Excerpts of pointing data:
• • • •
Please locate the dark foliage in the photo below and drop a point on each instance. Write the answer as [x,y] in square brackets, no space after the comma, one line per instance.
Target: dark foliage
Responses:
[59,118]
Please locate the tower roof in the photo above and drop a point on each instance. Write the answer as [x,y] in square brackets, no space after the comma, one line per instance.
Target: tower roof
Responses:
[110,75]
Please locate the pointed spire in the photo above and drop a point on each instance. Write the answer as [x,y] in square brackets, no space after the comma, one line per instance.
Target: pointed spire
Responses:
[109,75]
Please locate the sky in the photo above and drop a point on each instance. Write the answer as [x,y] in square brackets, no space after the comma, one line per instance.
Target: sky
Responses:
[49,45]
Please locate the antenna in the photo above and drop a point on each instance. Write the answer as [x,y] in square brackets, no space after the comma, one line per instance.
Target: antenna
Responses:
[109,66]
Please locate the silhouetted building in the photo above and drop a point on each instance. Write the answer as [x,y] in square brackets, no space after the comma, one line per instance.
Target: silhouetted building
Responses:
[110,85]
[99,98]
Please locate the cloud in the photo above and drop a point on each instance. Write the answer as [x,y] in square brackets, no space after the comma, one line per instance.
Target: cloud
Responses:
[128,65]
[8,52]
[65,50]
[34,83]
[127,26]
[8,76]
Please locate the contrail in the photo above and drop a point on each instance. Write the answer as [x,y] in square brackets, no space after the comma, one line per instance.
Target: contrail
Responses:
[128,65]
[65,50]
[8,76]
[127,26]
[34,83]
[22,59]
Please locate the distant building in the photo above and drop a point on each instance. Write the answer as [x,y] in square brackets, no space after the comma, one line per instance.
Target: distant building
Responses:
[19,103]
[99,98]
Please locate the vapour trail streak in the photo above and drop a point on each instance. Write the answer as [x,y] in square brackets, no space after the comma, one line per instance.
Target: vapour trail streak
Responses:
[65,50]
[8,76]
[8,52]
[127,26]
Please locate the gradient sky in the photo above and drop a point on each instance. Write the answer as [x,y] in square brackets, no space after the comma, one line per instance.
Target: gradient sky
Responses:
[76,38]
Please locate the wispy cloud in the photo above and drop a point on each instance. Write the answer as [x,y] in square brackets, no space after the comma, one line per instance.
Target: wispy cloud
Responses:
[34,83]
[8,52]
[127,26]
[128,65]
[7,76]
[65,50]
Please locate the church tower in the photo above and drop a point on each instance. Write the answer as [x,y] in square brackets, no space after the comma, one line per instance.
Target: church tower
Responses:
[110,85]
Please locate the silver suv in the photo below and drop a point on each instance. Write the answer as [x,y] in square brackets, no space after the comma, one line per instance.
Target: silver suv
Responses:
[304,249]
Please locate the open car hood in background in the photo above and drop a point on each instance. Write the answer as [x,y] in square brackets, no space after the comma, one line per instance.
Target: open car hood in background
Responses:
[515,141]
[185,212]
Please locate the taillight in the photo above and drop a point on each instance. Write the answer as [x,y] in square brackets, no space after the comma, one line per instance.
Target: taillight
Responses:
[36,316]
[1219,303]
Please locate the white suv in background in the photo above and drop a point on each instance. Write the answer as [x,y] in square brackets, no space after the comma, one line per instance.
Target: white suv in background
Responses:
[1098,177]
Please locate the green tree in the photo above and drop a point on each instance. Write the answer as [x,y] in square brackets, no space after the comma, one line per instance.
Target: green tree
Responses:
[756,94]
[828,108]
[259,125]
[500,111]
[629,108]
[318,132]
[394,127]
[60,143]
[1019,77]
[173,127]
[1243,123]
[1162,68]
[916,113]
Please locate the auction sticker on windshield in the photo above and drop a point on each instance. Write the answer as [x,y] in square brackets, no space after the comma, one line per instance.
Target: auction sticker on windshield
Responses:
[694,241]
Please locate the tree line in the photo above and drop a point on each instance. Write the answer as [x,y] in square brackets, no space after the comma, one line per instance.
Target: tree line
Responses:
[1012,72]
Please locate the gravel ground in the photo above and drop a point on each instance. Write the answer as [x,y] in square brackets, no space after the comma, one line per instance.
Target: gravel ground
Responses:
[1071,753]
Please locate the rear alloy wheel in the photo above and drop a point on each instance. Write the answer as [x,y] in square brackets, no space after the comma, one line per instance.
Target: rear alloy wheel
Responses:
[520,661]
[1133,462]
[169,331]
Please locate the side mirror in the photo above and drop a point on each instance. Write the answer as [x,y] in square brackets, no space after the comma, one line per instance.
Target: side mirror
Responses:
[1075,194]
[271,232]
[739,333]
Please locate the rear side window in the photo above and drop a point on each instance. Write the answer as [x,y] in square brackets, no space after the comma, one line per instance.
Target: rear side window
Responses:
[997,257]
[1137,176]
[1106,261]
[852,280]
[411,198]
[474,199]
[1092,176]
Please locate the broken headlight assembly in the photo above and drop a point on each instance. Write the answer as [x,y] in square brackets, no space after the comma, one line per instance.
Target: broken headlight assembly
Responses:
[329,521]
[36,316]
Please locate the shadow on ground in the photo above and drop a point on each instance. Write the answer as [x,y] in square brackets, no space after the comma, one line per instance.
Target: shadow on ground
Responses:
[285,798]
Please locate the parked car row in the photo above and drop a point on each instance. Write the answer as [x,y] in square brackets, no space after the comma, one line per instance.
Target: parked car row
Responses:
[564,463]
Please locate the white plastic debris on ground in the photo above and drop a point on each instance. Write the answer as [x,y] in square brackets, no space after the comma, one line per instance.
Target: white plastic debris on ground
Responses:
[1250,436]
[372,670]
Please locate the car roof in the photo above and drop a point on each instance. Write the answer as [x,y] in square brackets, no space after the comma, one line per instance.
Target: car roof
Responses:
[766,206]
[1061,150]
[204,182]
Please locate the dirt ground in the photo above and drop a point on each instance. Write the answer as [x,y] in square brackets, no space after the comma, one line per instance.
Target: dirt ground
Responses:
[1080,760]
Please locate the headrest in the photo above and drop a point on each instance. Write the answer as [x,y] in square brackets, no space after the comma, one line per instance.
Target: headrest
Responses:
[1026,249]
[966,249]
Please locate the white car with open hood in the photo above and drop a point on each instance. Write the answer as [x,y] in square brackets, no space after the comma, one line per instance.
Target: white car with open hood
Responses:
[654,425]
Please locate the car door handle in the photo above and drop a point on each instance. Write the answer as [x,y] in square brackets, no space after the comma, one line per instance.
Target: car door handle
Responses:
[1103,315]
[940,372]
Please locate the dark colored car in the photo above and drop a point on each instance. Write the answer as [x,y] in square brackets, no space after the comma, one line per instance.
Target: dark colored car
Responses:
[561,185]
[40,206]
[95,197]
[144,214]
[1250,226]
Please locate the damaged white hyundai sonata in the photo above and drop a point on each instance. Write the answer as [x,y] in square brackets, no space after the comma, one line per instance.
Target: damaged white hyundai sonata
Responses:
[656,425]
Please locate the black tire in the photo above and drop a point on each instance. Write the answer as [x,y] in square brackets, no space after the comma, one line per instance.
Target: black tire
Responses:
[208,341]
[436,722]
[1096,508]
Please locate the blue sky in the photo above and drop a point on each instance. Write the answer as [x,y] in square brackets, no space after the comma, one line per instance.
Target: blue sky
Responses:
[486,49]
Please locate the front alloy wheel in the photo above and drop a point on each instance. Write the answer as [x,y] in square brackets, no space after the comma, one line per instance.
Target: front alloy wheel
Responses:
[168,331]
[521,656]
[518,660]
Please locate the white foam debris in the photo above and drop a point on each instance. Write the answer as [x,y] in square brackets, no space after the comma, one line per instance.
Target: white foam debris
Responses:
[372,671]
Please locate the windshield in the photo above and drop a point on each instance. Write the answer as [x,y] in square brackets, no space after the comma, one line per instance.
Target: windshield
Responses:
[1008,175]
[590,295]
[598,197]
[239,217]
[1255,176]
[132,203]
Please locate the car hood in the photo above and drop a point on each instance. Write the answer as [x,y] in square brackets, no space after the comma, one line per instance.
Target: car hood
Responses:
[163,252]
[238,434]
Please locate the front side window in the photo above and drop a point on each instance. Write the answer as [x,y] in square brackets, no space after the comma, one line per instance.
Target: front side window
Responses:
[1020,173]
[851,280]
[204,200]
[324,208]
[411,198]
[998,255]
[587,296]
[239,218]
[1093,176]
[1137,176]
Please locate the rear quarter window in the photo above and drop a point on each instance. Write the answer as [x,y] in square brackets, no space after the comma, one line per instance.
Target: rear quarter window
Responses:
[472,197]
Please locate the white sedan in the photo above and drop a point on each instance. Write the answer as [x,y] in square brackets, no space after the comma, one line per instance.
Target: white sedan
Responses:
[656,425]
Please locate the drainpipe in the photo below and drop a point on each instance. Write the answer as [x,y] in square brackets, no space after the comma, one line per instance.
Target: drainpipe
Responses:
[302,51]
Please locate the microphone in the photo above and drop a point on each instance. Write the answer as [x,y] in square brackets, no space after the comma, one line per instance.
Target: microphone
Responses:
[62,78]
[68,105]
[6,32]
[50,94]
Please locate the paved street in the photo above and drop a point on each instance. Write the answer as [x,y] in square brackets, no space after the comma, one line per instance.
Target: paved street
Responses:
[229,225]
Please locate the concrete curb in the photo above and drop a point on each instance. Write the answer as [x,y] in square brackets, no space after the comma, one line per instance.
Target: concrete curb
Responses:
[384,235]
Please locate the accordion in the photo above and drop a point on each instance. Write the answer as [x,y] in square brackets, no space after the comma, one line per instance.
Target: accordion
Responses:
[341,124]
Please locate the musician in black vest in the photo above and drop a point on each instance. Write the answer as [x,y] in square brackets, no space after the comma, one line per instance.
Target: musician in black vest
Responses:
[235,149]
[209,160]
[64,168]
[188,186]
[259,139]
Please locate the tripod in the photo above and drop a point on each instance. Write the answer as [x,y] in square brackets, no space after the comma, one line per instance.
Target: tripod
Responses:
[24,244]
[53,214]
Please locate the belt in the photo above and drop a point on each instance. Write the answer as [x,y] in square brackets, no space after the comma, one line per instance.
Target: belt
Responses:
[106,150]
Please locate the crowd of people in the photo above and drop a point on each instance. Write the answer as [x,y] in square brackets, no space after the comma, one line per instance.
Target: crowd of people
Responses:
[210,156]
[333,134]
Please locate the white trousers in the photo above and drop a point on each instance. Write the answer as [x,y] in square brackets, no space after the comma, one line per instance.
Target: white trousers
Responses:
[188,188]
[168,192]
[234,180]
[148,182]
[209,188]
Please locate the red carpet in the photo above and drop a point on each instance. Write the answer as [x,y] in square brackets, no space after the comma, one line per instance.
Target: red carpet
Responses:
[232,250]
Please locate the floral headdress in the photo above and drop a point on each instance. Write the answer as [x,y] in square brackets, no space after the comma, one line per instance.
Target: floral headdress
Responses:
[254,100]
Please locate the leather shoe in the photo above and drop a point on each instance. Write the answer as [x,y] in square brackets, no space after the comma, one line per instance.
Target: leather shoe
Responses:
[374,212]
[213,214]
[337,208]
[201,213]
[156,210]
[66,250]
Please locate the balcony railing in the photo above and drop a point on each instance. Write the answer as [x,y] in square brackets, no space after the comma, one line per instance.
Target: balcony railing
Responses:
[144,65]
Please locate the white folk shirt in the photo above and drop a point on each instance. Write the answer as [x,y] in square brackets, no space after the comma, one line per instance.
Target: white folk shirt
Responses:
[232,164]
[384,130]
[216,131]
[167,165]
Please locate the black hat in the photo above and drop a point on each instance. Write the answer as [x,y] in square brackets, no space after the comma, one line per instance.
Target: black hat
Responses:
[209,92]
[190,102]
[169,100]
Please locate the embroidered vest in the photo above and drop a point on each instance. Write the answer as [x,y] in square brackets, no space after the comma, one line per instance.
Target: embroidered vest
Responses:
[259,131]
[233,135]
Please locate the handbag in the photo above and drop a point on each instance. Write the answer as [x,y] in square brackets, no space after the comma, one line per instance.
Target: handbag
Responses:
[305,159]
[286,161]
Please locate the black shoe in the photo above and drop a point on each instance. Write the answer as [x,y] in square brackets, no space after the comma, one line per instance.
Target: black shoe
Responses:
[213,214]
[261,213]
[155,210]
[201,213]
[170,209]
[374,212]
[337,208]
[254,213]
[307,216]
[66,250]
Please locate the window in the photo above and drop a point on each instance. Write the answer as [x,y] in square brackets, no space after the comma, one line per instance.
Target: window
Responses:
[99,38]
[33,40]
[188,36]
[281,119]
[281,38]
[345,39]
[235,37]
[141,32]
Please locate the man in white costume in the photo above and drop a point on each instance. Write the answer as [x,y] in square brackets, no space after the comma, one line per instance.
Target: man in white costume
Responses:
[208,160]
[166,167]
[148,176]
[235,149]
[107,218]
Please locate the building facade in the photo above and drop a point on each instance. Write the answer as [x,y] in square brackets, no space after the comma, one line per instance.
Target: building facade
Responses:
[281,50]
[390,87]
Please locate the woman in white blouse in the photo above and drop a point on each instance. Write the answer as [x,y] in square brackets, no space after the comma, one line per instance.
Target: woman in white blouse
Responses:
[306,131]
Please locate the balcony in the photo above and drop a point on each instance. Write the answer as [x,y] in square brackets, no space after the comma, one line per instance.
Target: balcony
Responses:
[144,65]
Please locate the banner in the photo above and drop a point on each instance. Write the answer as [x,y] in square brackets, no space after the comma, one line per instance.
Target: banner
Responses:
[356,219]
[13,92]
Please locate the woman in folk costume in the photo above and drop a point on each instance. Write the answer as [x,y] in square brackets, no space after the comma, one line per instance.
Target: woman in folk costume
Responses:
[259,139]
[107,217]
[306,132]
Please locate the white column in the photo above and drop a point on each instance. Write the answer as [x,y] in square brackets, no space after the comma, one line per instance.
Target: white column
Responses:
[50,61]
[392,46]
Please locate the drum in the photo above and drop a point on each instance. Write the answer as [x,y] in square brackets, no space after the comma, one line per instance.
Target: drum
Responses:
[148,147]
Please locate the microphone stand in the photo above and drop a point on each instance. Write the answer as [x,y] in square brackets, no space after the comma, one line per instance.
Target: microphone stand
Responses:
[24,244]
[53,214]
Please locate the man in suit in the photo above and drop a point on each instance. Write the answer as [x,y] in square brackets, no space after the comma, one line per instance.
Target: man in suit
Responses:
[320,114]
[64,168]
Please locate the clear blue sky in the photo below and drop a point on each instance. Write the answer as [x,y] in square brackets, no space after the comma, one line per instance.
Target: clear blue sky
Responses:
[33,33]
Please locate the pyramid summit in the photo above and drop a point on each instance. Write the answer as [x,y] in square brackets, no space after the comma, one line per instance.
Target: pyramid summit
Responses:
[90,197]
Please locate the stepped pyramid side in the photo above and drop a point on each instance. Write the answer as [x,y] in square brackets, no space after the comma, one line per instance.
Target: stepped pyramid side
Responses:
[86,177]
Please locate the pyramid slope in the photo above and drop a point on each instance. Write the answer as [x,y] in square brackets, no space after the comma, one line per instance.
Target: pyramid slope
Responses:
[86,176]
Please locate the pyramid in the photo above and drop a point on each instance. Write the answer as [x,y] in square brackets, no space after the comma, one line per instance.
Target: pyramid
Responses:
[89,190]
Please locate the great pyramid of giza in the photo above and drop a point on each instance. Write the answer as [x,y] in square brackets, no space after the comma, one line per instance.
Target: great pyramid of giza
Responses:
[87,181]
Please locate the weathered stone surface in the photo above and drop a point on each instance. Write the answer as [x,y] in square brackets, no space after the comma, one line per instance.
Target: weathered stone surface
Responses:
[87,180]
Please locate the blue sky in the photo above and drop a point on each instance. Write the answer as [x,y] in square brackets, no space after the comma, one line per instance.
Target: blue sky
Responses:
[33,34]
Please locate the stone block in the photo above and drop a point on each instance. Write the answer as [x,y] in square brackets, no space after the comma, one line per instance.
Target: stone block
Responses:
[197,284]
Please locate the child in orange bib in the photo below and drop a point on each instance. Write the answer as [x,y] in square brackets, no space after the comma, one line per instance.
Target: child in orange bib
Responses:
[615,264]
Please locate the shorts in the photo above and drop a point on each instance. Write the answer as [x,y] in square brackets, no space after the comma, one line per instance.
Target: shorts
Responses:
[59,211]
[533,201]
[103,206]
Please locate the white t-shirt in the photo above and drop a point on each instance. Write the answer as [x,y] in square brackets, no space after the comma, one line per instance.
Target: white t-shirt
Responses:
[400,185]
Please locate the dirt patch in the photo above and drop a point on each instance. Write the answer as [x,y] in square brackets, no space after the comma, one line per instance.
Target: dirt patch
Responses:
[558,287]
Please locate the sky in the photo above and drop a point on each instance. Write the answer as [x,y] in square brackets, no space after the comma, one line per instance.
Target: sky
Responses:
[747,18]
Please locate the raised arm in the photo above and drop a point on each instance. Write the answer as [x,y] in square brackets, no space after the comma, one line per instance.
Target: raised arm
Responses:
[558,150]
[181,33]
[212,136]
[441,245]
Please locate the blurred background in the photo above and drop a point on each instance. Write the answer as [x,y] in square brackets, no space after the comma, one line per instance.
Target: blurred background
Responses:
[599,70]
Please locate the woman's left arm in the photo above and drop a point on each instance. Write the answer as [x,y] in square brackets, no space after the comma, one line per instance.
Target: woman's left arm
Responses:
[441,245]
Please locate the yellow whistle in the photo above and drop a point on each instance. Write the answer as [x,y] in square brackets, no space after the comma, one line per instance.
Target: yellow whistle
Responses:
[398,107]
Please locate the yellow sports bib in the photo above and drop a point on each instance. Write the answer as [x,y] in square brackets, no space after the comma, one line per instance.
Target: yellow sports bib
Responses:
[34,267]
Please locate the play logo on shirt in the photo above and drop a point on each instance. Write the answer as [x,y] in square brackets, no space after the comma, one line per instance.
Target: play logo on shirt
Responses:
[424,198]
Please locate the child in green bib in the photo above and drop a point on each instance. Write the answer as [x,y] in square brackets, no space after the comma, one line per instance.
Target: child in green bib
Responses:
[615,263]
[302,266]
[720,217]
• • • •
- **What is needed**
Quote only the lines from the one containing "Please locate the play" through the final line of the records, with both ends included.

- **Output for this task**
Please locate the play logo on shirt in the photo above and drop a point on each instance. Write the answer as [x,y] in square brackets, no space after the comma, one line per instance.
Target: play logo on shirt
Responses:
[424,198]
Please locate the child in green bib in the photo above and drop a point on each instance. Write the answer as [x,y] in square brackets, no space after the comma, one line per instance.
Target: child in green bib
Responses:
[615,263]
[302,266]
[720,217]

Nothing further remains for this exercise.